● SUPPLIED MATERIAL

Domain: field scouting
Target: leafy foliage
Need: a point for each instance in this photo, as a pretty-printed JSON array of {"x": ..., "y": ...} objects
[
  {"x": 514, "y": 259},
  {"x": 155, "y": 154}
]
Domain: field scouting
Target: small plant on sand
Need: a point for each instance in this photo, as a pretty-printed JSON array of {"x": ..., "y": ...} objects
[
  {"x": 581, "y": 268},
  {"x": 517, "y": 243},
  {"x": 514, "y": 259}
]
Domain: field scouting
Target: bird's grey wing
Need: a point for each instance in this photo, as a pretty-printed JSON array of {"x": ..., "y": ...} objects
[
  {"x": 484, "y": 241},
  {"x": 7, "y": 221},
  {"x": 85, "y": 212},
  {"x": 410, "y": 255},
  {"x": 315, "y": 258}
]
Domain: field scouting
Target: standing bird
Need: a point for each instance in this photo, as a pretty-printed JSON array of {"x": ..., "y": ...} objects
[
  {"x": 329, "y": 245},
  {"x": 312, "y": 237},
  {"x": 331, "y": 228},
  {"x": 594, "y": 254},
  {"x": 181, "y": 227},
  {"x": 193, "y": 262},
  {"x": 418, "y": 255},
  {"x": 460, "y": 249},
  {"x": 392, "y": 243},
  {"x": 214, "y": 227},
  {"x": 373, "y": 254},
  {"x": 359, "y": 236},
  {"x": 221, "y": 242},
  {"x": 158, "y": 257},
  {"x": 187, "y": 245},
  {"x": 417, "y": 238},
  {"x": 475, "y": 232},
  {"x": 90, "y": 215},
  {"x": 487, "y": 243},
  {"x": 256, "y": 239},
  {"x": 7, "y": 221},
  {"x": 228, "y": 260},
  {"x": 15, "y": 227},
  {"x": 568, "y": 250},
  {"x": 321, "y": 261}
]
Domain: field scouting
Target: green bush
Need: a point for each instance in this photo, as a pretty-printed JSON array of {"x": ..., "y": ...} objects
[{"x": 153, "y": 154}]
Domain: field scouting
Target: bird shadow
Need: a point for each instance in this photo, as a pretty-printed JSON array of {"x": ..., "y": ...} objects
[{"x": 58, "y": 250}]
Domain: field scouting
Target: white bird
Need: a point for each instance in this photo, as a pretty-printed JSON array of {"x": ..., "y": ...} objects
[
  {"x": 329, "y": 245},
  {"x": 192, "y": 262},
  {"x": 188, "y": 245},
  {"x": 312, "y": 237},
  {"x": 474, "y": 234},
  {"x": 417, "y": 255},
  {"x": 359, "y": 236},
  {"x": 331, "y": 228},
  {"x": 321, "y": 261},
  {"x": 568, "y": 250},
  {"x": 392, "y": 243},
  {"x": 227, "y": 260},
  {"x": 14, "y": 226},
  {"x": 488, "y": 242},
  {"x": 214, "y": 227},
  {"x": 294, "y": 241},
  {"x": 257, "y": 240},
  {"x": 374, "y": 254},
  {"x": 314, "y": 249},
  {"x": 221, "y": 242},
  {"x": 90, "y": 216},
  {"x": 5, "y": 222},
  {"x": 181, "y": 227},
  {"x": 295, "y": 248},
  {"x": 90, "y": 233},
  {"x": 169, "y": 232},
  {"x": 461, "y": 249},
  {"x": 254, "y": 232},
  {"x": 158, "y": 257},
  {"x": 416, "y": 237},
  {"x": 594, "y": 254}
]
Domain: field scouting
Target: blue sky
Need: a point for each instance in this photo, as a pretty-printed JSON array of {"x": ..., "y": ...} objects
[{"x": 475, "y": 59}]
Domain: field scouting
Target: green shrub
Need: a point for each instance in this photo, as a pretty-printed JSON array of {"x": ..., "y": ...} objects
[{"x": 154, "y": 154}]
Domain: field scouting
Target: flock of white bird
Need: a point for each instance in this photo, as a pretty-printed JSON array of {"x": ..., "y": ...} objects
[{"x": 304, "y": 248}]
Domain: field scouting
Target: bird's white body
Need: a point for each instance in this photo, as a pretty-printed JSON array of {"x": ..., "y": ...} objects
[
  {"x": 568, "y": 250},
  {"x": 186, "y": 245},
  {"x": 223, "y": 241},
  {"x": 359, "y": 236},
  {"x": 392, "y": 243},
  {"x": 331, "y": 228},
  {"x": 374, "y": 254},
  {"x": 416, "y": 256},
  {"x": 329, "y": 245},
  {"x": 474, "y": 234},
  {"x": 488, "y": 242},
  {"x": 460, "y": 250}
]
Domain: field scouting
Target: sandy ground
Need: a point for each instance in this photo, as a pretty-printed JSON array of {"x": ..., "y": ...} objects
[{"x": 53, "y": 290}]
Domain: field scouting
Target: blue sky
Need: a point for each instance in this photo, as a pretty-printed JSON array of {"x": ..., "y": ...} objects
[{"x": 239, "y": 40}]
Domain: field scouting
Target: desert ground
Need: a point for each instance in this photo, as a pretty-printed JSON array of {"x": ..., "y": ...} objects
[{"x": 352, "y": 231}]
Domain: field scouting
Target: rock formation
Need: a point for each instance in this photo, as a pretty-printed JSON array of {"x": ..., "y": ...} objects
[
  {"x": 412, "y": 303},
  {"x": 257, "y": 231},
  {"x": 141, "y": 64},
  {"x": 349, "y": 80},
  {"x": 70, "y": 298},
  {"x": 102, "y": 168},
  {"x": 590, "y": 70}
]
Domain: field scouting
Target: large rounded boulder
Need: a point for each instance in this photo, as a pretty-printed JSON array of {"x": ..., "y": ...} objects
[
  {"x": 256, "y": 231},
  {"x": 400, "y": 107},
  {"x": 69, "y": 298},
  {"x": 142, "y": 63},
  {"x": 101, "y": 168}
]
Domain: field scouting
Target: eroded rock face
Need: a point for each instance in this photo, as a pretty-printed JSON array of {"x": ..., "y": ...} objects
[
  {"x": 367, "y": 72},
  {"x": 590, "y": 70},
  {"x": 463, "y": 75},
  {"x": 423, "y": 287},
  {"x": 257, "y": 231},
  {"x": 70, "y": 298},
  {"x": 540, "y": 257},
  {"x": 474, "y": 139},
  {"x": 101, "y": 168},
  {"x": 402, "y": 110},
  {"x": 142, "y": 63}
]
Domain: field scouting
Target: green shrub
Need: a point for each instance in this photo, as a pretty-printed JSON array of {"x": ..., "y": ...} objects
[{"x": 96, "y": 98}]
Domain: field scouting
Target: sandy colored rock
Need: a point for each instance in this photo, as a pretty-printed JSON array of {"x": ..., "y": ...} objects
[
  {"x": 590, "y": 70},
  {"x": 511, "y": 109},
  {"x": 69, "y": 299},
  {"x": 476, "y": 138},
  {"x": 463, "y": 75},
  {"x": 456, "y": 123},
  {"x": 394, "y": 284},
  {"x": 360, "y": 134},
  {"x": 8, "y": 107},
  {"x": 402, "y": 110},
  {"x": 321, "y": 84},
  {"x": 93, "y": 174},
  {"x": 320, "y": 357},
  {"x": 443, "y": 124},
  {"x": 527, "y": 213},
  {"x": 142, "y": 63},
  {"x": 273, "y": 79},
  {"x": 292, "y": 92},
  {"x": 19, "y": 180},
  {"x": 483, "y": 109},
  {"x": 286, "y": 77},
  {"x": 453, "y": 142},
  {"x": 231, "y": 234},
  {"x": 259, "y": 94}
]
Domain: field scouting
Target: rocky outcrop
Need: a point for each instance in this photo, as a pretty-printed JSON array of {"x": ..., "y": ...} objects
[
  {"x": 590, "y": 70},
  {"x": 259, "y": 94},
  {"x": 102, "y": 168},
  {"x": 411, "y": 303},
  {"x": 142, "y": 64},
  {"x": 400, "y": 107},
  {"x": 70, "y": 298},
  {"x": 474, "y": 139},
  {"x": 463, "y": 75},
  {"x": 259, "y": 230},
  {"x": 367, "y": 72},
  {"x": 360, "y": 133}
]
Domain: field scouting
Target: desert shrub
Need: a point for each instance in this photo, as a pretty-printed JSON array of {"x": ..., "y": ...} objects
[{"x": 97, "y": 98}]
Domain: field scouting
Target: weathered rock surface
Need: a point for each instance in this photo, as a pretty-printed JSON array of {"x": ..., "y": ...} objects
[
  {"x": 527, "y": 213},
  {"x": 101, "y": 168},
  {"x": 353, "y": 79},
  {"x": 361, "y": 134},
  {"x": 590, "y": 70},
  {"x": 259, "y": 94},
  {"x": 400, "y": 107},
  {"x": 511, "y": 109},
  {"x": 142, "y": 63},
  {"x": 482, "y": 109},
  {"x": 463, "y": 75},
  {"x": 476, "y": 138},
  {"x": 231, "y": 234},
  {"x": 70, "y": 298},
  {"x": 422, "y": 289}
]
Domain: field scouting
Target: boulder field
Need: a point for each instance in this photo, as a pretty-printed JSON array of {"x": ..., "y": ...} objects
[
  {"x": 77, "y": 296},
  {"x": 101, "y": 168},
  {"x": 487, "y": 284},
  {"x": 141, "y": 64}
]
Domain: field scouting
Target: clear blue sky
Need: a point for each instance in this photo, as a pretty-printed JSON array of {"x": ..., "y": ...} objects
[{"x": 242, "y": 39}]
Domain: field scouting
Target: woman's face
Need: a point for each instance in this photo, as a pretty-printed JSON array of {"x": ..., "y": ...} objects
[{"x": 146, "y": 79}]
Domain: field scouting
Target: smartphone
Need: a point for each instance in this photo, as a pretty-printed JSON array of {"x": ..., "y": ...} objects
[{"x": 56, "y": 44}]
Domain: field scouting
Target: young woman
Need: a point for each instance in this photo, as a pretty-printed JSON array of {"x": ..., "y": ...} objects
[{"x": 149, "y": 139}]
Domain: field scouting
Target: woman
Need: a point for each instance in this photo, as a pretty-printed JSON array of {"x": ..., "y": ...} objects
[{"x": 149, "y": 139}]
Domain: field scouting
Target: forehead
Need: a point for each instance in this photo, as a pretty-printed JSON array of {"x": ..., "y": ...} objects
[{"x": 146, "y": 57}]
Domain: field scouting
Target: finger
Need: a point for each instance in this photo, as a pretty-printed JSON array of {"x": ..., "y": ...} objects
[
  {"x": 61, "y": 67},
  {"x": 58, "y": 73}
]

● REQUIRED ACTION
Copy out, exactly and alone, the lines of the entries above between the ones holding "Target: large rounded boulder" and "Target: sandy colored rock", inclusive.

● WRITTEN SOLUTION
Target: large rounded boulder
Need: a point for each instance in this photo, as a pretty-printed JSON array of {"x": ..., "y": ...} objects
[
  {"x": 256, "y": 231},
  {"x": 400, "y": 107},
  {"x": 69, "y": 298},
  {"x": 142, "y": 63},
  {"x": 101, "y": 168}
]
Domain: field scouting
Target: eroded rock face
Need: a point for each instance in this photo, as a pretty-printed JSON array of {"x": ..., "y": ...} objects
[
  {"x": 367, "y": 72},
  {"x": 590, "y": 70},
  {"x": 463, "y": 75},
  {"x": 423, "y": 287},
  {"x": 257, "y": 231},
  {"x": 70, "y": 298},
  {"x": 540, "y": 257},
  {"x": 474, "y": 139},
  {"x": 101, "y": 168},
  {"x": 402, "y": 110},
  {"x": 142, "y": 63}
]
Domain: field scouting
Target: green shrub
Need: a point for each instance in this photo, as a pretty-printed JSON array of {"x": ..., "y": ...} objects
[{"x": 96, "y": 98}]
Domain: field scouting
Target: sandy colored rock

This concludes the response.